Retype the entries exactly. Include every line.

***

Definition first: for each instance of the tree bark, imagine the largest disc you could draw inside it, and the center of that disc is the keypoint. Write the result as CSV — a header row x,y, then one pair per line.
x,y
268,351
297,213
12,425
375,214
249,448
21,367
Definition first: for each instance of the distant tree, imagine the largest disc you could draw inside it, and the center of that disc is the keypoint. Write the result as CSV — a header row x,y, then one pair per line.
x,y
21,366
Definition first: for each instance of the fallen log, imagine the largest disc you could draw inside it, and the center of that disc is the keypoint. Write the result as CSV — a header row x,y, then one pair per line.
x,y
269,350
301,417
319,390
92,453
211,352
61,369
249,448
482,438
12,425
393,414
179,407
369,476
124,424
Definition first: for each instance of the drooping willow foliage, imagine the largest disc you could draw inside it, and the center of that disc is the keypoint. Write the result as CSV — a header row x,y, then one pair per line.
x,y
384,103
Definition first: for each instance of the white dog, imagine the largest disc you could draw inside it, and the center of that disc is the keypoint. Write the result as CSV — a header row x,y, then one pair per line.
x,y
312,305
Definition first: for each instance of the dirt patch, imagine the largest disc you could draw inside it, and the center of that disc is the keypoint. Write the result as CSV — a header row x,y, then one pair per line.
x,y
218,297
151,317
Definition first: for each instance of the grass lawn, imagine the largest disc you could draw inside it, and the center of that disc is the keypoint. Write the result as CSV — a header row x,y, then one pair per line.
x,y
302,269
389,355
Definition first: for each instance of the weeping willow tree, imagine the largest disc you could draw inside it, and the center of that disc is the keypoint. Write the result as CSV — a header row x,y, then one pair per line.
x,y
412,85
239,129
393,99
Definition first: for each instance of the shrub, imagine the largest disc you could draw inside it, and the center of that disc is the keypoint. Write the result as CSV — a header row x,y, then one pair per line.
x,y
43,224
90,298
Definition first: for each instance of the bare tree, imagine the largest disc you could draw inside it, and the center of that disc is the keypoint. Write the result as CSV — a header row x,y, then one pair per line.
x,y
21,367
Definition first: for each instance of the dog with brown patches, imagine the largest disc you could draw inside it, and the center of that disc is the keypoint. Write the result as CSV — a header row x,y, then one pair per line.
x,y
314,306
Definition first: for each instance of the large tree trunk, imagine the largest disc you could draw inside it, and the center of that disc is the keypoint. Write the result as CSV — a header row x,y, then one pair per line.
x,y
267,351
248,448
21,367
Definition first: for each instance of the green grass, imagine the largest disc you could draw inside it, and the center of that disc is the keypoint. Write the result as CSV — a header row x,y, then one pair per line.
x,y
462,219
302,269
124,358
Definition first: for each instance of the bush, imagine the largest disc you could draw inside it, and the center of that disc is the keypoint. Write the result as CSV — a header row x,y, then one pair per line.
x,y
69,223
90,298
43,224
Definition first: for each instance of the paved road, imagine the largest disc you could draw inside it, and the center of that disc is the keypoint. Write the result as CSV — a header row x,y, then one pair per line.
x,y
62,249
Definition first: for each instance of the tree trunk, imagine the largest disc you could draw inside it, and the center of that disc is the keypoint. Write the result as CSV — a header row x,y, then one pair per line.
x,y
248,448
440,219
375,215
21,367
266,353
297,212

***

Your response:
Definition first: for each instance of the tree bark, imagine the largest disc you could draw inside it, and the center of that disc is the keypoint. Write the result as CSV — a header row x,y, then one pair per line.
x,y
268,351
297,213
12,425
375,214
249,448
21,367
Definition first: for each instance of the distant tree, imagine the largest disc you could draw inside it, and the center of that disc is the keypoint. Write the result as CSV — a header row x,y, then one pair per line.
x,y
21,366
Definition first: for each instance of the fallen log, imagine the largest disc you could draw inside it, and the center of that disc is the keypoint. Write the result as CSV — a header row x,y, then one pair per line.
x,y
269,350
301,417
319,390
92,453
211,352
61,369
249,448
482,438
12,425
393,414
179,407
369,476
124,424
Definition first: for each instance of the drooping willow foliage, imagine the largest disc you could draw inside it, and the center of that disc is the keypoint. Write the result as CSV — a header row x,y, then one pair per line.
x,y
384,103
Definition first: for each instance of the white dog, imagine the largest disc you could draw inside it, and the center of that disc is the keypoint. Write the result as CSV — a header row x,y, then one pair per line.
x,y
312,305
Definition first: for each instance of the dirt patch, imagine the largest disc you could draw inside it, and the center of that disc is the keypoint. Write the result as CSV — a header row x,y, then one pair per line.
x,y
218,297
151,317
Definition first: for each instance of the grass lawn, imagine the largest disc you could draw inside it, and the center of that disc is the keypoint. Write the result as CSV — a header row x,y, then one pair per line.
x,y
302,269
389,355
Definition first: for each instance of the weeping willow tree, imagine the largest disc you could draw inside it, and the center of that disc is the keypoint. Write the result as CSV — a header row x,y, then one pair per line.
x,y
412,85
239,129
393,99
Definition first: for each instance of the shrub, imagine the largest disc you could draw inside it, and the center of that disc is the keypoint. Write the result as CSV — a header row x,y, then one pair per line.
x,y
43,224
90,298
Definition first: for each instance of the bare tree, imagine the largest disc you could draw inside it, and the center of that disc is the keypoint. Write the result as CSV — a header row x,y, then one pair per line.
x,y
21,367
Definition first: for each instance of the dog with brown patches, imagine the largest disc you could draw inside it, and the center of that disc is the keypoint. Write the result as CSV — a header row x,y, then one pair per line.
x,y
314,306
Definition first: for each instance of the large tree trunk, imagine the largest disc you could draw inside it, and the center of that disc is the keypoint. Write the result as CSV — a header row x,y, then one pair per line.
x,y
267,351
248,448
21,367
Definition first: for each instance of the green grass, imagine the largest disc you could draw inside it, and the center of that disc is the keypoint. Write the result as CSV — a header row x,y, then one pair per line.
x,y
462,219
302,269
124,358
Definition first: for each instance of the bush, imagine the largest disc you could draw inside it, and the center of that disc is the keypoint. Write the result as CSV — a header row x,y, then one pair per line.
x,y
69,223
90,298
43,224
Definition first: for each instance of the paved road, imagine the largest disc you could draw inside it, and the center of that disc is the keypoint. Write the result as CSV — a header row x,y, then one pair per line.
x,y
62,249
Definition first: for each instance of the tree trunk, imagine the largest disc you could draw inside it, and the center of that disc is the keypoint. Write the result as CSV — a header row x,y, then one pair per line.
x,y
248,448
440,219
375,215
21,367
266,353
297,212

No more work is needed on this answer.